The problem >> Please find the lines in the following records that hold "field", and copy them.

Given data >>
▬▬▬
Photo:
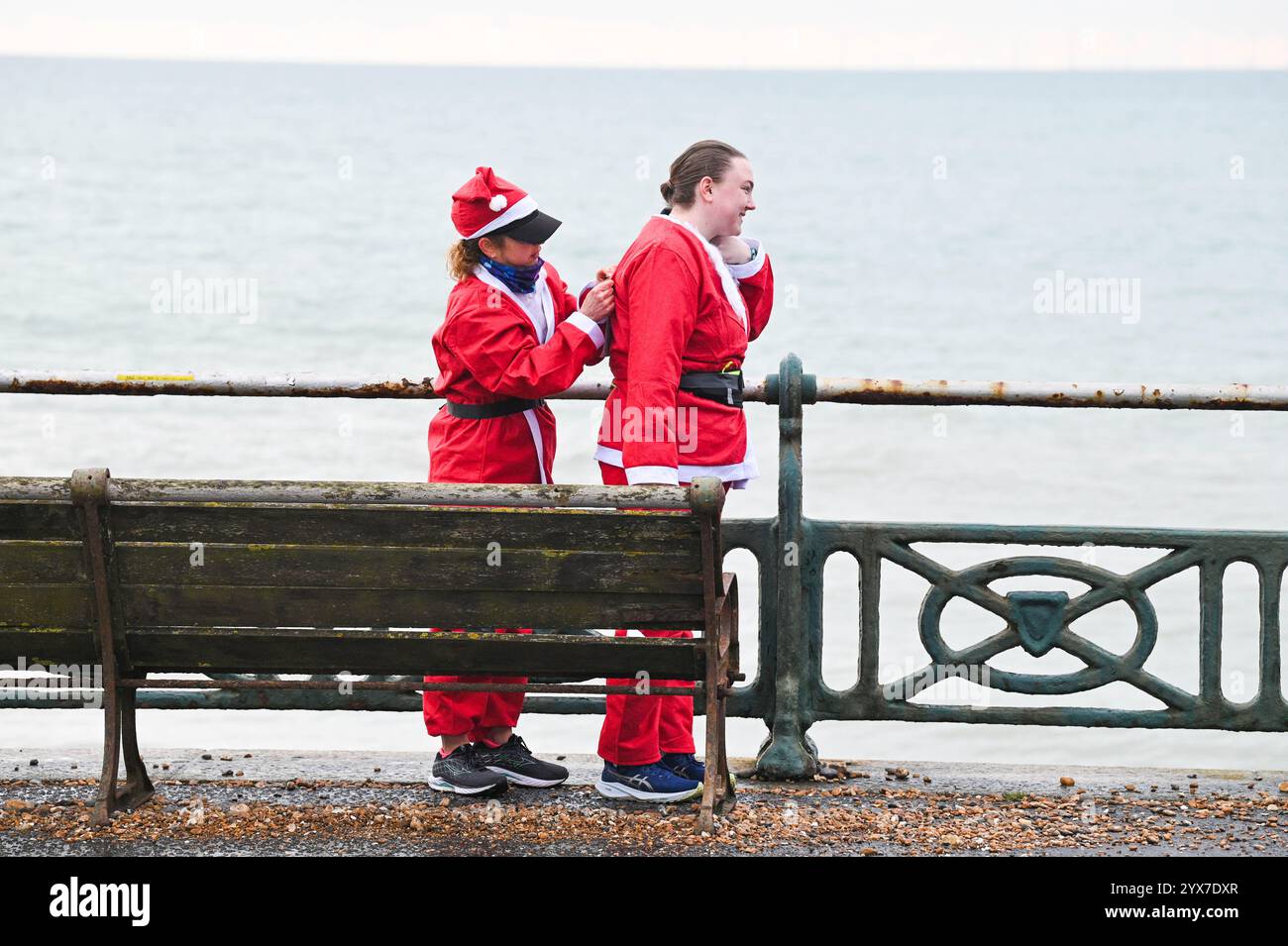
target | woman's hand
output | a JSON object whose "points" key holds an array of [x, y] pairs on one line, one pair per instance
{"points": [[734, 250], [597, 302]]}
▬▬▬
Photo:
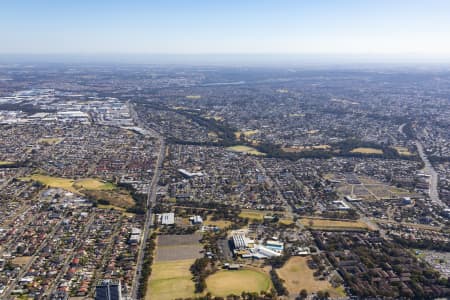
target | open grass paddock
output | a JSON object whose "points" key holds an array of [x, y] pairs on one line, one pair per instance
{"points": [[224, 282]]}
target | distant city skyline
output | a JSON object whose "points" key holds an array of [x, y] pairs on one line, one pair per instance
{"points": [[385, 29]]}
▬▬▬
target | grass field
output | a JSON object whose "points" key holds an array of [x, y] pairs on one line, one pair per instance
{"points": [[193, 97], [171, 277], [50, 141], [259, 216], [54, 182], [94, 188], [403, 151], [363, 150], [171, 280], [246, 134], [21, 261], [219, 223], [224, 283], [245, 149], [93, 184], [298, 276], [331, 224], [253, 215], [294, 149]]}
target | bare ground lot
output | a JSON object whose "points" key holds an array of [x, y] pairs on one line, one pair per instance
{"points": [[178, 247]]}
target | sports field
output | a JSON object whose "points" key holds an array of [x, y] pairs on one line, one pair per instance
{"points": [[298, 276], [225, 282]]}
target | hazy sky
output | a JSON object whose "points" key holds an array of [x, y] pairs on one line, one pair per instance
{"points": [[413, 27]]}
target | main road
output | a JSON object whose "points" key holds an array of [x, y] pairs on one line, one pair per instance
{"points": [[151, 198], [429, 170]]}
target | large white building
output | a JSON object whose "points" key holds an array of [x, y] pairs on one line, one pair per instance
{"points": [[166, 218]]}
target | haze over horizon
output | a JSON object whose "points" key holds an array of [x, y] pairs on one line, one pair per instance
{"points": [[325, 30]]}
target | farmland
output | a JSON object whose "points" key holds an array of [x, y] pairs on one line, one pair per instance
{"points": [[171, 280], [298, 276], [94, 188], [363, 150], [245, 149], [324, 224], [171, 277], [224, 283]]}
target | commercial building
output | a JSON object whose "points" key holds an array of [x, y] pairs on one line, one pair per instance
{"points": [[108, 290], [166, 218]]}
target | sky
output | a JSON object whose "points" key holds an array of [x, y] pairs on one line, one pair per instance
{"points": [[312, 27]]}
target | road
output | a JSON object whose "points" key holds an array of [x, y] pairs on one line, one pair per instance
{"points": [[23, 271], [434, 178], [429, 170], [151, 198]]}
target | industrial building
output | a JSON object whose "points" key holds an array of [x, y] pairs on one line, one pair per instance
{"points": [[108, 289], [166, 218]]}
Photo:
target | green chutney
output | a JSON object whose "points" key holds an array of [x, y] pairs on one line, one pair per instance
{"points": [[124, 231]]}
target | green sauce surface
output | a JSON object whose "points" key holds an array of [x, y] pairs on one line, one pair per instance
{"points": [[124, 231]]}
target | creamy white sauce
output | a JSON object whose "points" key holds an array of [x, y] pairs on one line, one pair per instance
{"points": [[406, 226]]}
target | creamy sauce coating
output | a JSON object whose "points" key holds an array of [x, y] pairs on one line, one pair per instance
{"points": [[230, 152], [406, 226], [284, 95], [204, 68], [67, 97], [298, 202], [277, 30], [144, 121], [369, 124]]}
▬▬▬
Written solution >>
target | grass field
target | sports field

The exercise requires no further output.